Please copy the data from the start through the line containing "Mark the region of every instance of the pale", swapping "pale blue sky" for "light blue sky" and leaving everything else intact. Return only that stretch.

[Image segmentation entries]
[start]

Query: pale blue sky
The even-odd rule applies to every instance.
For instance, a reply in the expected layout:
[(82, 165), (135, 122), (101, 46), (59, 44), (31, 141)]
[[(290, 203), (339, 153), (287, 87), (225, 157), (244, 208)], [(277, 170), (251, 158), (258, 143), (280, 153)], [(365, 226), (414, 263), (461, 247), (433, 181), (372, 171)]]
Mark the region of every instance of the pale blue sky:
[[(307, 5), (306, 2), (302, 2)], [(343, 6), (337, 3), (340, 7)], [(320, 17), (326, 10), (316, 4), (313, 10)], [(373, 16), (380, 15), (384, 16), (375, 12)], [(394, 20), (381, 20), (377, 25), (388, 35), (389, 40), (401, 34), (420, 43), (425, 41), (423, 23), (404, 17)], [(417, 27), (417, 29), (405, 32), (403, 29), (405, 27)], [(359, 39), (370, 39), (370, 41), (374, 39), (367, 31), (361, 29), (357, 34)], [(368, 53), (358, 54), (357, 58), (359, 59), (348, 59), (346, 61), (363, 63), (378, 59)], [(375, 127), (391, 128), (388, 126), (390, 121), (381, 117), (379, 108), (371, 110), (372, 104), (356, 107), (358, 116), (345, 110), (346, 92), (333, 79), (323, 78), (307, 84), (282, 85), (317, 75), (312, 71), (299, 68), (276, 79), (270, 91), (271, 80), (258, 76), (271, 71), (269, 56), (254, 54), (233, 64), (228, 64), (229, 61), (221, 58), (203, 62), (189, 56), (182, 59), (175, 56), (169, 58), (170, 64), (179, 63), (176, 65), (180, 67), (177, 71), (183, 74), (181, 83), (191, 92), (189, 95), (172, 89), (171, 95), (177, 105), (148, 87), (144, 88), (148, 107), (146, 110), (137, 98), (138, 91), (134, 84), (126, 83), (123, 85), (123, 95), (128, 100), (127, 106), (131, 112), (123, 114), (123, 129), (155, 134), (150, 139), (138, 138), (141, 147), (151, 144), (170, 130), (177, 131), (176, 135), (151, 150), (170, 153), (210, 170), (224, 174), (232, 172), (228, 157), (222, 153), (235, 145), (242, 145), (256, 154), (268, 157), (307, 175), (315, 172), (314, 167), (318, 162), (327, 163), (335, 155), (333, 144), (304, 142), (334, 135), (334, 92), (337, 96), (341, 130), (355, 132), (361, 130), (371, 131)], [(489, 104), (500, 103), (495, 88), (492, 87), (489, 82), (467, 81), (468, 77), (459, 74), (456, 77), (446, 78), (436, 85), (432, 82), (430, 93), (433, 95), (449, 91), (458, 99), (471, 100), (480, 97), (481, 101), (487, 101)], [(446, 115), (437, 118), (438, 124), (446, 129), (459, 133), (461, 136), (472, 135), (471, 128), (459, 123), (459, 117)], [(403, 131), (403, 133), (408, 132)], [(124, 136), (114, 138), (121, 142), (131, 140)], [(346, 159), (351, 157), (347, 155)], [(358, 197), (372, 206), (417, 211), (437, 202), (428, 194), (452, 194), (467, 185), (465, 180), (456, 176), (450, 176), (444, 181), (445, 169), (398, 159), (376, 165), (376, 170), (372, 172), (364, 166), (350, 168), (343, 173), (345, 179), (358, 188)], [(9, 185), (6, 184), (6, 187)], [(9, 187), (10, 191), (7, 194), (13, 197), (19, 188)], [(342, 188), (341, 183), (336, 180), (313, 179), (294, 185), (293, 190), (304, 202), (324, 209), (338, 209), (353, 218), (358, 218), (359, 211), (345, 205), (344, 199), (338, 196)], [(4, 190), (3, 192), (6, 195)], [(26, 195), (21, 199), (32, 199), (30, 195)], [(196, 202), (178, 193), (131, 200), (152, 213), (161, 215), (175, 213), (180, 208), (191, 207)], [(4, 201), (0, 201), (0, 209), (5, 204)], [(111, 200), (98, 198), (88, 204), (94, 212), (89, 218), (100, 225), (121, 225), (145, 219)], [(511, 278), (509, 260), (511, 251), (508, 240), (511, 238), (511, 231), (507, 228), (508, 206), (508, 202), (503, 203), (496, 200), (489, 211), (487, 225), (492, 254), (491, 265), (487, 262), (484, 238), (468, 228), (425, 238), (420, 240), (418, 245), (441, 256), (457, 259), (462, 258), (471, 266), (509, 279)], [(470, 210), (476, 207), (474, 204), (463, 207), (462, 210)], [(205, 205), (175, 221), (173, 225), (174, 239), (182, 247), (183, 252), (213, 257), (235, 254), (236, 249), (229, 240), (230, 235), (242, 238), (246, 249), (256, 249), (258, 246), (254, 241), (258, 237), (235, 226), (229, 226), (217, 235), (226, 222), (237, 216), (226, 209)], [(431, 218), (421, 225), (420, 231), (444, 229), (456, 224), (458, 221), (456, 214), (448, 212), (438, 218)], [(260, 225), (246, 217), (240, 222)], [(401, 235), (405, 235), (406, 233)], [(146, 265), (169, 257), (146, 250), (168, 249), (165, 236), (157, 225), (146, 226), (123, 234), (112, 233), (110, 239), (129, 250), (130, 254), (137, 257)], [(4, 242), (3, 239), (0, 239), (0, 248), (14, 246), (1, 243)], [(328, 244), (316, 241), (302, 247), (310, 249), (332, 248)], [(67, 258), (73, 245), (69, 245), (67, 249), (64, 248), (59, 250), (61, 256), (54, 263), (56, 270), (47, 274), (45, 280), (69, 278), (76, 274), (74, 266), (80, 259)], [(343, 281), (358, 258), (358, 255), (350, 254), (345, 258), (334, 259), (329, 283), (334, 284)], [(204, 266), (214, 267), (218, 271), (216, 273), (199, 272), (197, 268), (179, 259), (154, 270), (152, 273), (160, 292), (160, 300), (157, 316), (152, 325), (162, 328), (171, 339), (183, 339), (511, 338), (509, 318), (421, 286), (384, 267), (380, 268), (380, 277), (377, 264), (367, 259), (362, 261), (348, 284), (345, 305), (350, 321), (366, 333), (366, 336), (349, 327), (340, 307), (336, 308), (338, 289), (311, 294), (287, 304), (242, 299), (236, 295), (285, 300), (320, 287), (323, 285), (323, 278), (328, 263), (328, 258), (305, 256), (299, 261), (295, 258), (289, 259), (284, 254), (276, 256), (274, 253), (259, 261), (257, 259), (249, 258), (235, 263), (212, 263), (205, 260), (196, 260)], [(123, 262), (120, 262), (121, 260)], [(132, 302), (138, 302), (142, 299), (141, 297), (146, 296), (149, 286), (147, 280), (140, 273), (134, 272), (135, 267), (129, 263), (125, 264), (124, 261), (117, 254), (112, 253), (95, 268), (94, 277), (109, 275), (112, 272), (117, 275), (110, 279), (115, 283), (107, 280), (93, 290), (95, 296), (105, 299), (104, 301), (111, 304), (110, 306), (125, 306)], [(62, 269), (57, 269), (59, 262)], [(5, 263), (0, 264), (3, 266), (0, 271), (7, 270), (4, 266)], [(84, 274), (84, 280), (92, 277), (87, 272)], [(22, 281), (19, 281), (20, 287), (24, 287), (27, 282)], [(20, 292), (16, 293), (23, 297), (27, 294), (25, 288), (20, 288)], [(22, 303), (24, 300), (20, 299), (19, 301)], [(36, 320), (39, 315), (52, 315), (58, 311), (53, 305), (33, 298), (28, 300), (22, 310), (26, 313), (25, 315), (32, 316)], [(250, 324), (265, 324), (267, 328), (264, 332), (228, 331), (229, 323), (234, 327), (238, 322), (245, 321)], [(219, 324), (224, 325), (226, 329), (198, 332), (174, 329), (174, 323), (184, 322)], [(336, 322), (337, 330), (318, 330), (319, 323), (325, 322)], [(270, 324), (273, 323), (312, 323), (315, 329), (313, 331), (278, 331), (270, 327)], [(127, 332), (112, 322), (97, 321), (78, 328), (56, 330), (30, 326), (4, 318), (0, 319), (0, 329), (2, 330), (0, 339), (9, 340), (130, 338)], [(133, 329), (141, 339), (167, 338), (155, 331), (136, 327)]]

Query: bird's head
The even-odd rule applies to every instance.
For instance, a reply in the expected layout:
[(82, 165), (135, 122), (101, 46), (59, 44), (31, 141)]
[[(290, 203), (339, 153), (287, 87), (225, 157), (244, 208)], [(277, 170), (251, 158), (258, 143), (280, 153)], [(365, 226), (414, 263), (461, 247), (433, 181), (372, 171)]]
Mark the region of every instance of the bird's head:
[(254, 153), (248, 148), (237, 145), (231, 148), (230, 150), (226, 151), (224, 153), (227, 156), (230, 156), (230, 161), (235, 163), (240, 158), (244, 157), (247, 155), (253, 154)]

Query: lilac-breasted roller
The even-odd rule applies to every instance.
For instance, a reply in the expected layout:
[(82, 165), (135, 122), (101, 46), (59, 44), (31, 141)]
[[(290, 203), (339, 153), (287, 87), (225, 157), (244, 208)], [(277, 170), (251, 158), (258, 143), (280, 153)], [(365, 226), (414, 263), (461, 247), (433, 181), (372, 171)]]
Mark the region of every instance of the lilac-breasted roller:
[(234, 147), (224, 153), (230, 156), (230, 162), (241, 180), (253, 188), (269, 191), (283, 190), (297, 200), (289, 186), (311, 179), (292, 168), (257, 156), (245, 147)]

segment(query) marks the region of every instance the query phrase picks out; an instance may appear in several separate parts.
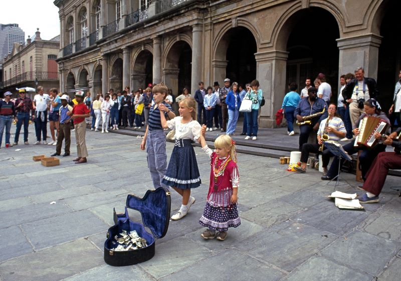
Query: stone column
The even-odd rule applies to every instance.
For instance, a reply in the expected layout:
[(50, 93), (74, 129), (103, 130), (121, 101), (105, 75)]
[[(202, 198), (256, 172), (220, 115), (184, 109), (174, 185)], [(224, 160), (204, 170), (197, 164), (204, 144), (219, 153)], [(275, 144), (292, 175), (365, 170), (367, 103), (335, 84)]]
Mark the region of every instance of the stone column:
[(104, 95), (109, 90), (109, 57), (102, 56), (102, 93)]
[(281, 108), (286, 92), (286, 70), (288, 52), (273, 50), (255, 54), (256, 77), (263, 92), (265, 106), (261, 108), (259, 126), (276, 126), (276, 112)]
[[(161, 82), (161, 39), (155, 37), (153, 40), (153, 83)], [(164, 81), (166, 83), (166, 81)]]
[(204, 80), (202, 76), (202, 26), (192, 26), (192, 66), (191, 68), (191, 92), (198, 89), (198, 82)]
[(377, 79), (379, 46), (382, 38), (369, 34), (337, 39), (338, 75), (354, 73), (356, 68), (362, 66), (365, 70), (365, 77)]
[(122, 87), (123, 88), (125, 86), (130, 86), (129, 76), (131, 74), (130, 71), (130, 52), (129, 48), (125, 48), (122, 49), (123, 58), (122, 58)]

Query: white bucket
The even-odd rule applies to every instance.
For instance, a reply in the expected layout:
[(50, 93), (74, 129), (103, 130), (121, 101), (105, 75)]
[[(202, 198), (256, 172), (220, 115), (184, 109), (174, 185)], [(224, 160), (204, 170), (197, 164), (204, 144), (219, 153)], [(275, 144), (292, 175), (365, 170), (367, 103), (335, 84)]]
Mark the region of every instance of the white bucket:
[(301, 160), (301, 152), (299, 151), (291, 152), (290, 154), (290, 164), (296, 164)]

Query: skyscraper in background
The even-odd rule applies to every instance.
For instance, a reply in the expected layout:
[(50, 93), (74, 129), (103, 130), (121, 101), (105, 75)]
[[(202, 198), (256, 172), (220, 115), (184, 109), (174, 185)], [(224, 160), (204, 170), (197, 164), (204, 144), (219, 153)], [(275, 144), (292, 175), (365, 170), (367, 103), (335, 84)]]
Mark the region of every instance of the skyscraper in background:
[(4, 57), (13, 52), (14, 43), (23, 44), (25, 42), (25, 32), (18, 24), (0, 24), (0, 66), (4, 62)]

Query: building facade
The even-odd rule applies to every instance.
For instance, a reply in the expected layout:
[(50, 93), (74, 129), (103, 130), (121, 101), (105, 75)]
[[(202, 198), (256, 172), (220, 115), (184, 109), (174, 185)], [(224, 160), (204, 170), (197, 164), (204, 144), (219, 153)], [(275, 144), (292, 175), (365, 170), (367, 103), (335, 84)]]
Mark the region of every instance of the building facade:
[(35, 40), (27, 44), (15, 43), (13, 52), (3, 62), (3, 86), (0, 91), (17, 92), (17, 88), (40, 85), (47, 91), (58, 88), (58, 64), (56, 60), (60, 48), (58, 38), (43, 40), (38, 28)]
[(225, 78), (257, 78), (275, 114), (296, 82), (324, 73), (335, 100), (340, 75), (359, 66), (392, 100), (400, 68), (400, 26), (392, 0), (56, 0), (63, 90), (144, 87), (164, 82), (175, 94)]

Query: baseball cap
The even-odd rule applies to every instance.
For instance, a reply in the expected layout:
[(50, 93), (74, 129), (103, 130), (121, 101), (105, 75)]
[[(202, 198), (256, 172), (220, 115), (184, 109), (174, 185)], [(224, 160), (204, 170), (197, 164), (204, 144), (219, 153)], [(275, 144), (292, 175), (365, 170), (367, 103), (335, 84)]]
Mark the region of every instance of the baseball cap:
[(85, 94), (82, 90), (79, 90), (75, 93), (76, 96), (80, 96), (81, 98), (83, 98), (84, 96), (85, 96)]
[(63, 94), (63, 96), (61, 96), (61, 98), (60, 98), (60, 99), (65, 100), (66, 100), (68, 101), (70, 100), (70, 97), (66, 94)]

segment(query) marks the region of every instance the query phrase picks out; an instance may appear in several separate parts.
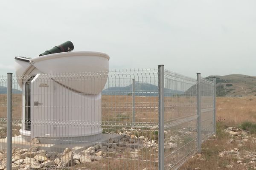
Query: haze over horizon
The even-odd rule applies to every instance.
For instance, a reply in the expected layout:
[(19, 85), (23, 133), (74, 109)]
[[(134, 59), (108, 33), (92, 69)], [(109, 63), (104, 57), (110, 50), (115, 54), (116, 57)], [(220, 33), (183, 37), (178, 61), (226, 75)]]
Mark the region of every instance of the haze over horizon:
[(0, 75), (14, 57), (67, 40), (110, 57), (110, 69), (165, 68), (193, 78), (256, 76), (253, 0), (3, 1)]

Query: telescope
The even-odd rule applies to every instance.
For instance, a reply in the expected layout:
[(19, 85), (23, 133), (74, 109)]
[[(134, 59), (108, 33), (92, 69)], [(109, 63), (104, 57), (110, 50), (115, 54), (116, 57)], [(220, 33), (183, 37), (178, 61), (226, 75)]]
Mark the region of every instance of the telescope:
[(74, 45), (73, 43), (70, 41), (67, 41), (60, 45), (55, 46), (52, 48), (45, 51), (45, 52), (39, 55), (39, 57), (51, 54), (72, 51), (73, 49)]

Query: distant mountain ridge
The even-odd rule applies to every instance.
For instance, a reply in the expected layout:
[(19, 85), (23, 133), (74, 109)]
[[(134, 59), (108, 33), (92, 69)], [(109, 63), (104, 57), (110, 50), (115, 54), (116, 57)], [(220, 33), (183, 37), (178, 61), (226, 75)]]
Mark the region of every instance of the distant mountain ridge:
[[(105, 95), (131, 95), (132, 93), (132, 85), (125, 87), (113, 87), (102, 91), (102, 94)], [(158, 87), (148, 83), (135, 82), (134, 85), (135, 95), (137, 96), (157, 96)], [(164, 89), (165, 96), (181, 95), (183, 91), (168, 88)]]
[(216, 77), (216, 96), (256, 96), (256, 76), (243, 74), (209, 76)]
[[(21, 91), (17, 89), (16, 89), (15, 88), (13, 88), (12, 93), (13, 94), (21, 94)], [(7, 88), (6, 87), (0, 86), (0, 94), (7, 94)]]

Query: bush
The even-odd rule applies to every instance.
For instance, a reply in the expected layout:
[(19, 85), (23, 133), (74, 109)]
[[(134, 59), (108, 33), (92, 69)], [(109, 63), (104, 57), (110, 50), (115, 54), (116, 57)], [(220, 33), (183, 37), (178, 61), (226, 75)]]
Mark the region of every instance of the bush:
[(240, 126), (244, 130), (248, 131), (252, 133), (256, 133), (256, 123), (245, 122), (242, 123)]

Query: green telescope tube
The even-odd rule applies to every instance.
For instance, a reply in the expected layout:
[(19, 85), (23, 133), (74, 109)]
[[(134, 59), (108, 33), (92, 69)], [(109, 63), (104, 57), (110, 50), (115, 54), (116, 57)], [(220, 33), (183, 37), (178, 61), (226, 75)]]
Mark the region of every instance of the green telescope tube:
[(50, 50), (45, 51), (42, 53), (40, 56), (50, 54), (51, 54), (62, 53), (63, 52), (71, 51), (74, 49), (74, 45), (70, 41), (67, 41), (60, 45), (55, 46)]

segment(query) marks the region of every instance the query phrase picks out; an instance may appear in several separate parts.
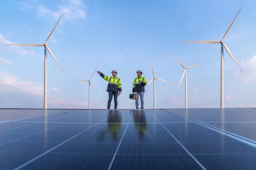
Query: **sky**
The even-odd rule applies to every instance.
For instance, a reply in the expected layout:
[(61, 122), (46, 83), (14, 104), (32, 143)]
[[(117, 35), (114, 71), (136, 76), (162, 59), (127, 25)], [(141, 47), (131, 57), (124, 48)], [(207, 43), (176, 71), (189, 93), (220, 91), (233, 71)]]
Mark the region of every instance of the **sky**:
[[(48, 108), (87, 109), (88, 82), (94, 68), (106, 76), (116, 69), (122, 92), (119, 109), (134, 109), (129, 99), (136, 70), (156, 77), (157, 108), (185, 107), (186, 66), (188, 108), (220, 107), (221, 45), (181, 41), (220, 41), (241, 7), (225, 42), (225, 107), (256, 107), (256, 2), (209, 1), (17, 0), (0, 1), (0, 108), (43, 108), (44, 43), (62, 13), (48, 46), (65, 71), (47, 53)], [(106, 109), (108, 82), (91, 79), (91, 109)], [(144, 108), (153, 108), (153, 83), (145, 87)], [(112, 101), (112, 108), (114, 106)]]

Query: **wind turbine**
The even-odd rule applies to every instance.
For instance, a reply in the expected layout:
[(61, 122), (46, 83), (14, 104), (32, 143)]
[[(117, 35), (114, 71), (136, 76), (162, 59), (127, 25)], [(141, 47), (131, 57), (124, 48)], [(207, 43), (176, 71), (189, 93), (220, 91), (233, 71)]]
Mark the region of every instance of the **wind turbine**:
[(147, 82), (147, 84), (149, 84), (150, 83), (151, 83), (153, 81), (154, 81), (154, 108), (156, 109), (156, 86), (155, 85), (155, 80), (158, 80), (161, 81), (162, 82), (164, 82), (167, 83), (170, 83), (169, 82), (167, 82), (166, 80), (157, 78), (155, 76), (155, 71), (154, 70), (154, 67), (153, 67), (153, 63), (152, 62), (152, 60), (151, 60), (151, 67), (152, 68), (152, 71), (153, 72), (153, 78), (150, 80), (148, 82)]
[(210, 62), (206, 62), (206, 63), (201, 63), (197, 65), (194, 65), (192, 66), (190, 66), (189, 67), (186, 67), (178, 59), (178, 58), (174, 56), (172, 53), (170, 53), (172, 55), (173, 55), (173, 57), (174, 57), (175, 59), (178, 61), (179, 63), (184, 68), (184, 71), (183, 73), (182, 74), (182, 76), (181, 76), (181, 79), (180, 79), (180, 83), (179, 83), (179, 86), (178, 86), (178, 88), (180, 87), (180, 83), (181, 83), (181, 81), (182, 81), (184, 76), (185, 75), (185, 108), (186, 109), (187, 109), (187, 70), (188, 68), (195, 67), (201, 65), (203, 65), (204, 64), (208, 63)]
[(94, 72), (95, 72), (95, 71), (97, 69), (96, 68), (94, 69), (94, 71), (93, 71), (93, 74), (92, 74), (92, 76), (91, 76), (91, 77), (89, 80), (76, 80), (77, 81), (79, 82), (89, 82), (89, 106), (88, 106), (88, 109), (91, 109), (91, 104), (90, 104), (90, 101), (91, 101), (91, 91), (90, 91), (90, 86), (92, 85), (92, 86), (94, 88), (95, 90), (97, 90), (95, 86), (93, 85), (93, 83), (91, 81), (91, 79), (93, 77), (93, 75), (94, 74)]
[(49, 41), (50, 40), (50, 39), (51, 38), (51, 37), (52, 36), (52, 33), (54, 31), (54, 30), (56, 28), (56, 27), (59, 23), (59, 20), (60, 20), (60, 18), (62, 16), (63, 14), (61, 14), (60, 17), (59, 17), (59, 20), (58, 20), (58, 21), (57, 22), (56, 24), (54, 26), (54, 28), (53, 28), (53, 29), (52, 30), (52, 32), (50, 34), (48, 38), (47, 38), (47, 39), (46, 40), (46, 41), (45, 42), (44, 44), (6, 44), (6, 45), (18, 45), (18, 46), (44, 46), (45, 47), (45, 79), (44, 79), (44, 109), (47, 109), (47, 50), (48, 51), (48, 52), (50, 53), (51, 56), (52, 56), (52, 58), (55, 61), (55, 62), (57, 63), (57, 64), (59, 66), (59, 67), (61, 69), (63, 72), (65, 73), (65, 71), (64, 71), (64, 70), (63, 68), (61, 67), (60, 65), (59, 65), (59, 63), (58, 62), (58, 61), (57, 60), (57, 59), (56, 57), (54, 56), (53, 55), (53, 53), (52, 53), (52, 51), (49, 48), (49, 47), (47, 46), (47, 43), (48, 43)]
[(229, 56), (231, 57), (232, 59), (234, 61), (234, 63), (237, 65), (238, 66), (240, 70), (243, 72), (243, 74), (244, 75), (244, 71), (242, 69), (242, 68), (238, 65), (237, 60), (236, 60), (236, 59), (233, 56), (233, 55), (231, 53), (230, 51), (227, 47), (227, 46), (225, 44), (224, 42), (225, 39), (226, 39), (226, 37), (227, 37), (228, 33), (229, 32), (229, 31), (230, 30), (231, 28), (233, 26), (233, 24), (234, 23), (234, 21), (236, 20), (236, 19), (237, 18), (237, 17), (238, 16), (238, 14), (239, 14), (239, 12), (240, 12), (241, 10), (242, 9), (242, 7), (240, 8), (239, 11), (238, 11), (238, 13), (237, 14), (237, 15), (234, 17), (234, 20), (231, 23), (230, 26), (227, 29), (227, 32), (226, 33), (224, 34), (223, 38), (222, 39), (219, 41), (182, 41), (184, 42), (189, 42), (189, 43), (204, 43), (204, 44), (215, 44), (215, 43), (220, 43), (221, 45), (221, 108), (223, 109), (224, 108), (224, 54), (223, 54), (223, 47), (226, 49), (226, 51), (227, 51), (227, 53), (229, 55)]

[end]

▶ [Completed exercise]
Query: light blue sky
The even-odd rule applies to every instance.
For instance, a reply in the expected layout:
[(82, 165), (135, 122), (101, 46), (59, 44), (31, 141)]
[[(290, 203), (339, 153), (287, 87), (225, 157), (244, 208)], [(277, 170), (251, 158), (258, 143), (280, 153)], [(365, 226), (414, 263), (461, 247), (433, 181), (372, 171)]]
Mark the region of every instance of the light blue sky:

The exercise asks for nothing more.